[Aim of the task] In the passage on protein intake, what does protein help regulate?
[Passage for review]
Regardless of math and philosophy, if you’re not giving your body the amount of protein it needs, the reality of that will present itself if you start to feel beat up by your workouts. 

If you’re not recovering, look at that protein intake.  That might not be the reason, but it’s a variable that needs to be considered.

A Tiny Bit on Protein and Fat-Loss

If you are in a fat-loss phase, those calories from protein are helpful. 

Protein helps regulate hunger.  After eating protein, you may feel fuller longer, which is nice when you’re living in a caloric deficit.

When you exercise, you want to burn fat, right?  

If there is sufficient protein in your diet, the body is more likely to use stored fat as an energy source. 

If you’ve ever heard the phrase “muscle-sparing”, that’s what they mean.  When protein intake is high, the body won’t metabolize muscle for energy instead of fat.

Balance First

I know there are different opinions on the issue of protein intake.  However, the majority of adults are busy, don’t have time to research it, and rely on trusted resources.  I hope I’m a trusted resource, and I take that responsibility seriously.
[/Passage for review]
[Raw data]
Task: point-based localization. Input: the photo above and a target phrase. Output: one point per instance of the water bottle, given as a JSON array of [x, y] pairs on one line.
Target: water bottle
[/Raw data]
[Task result] Hunger.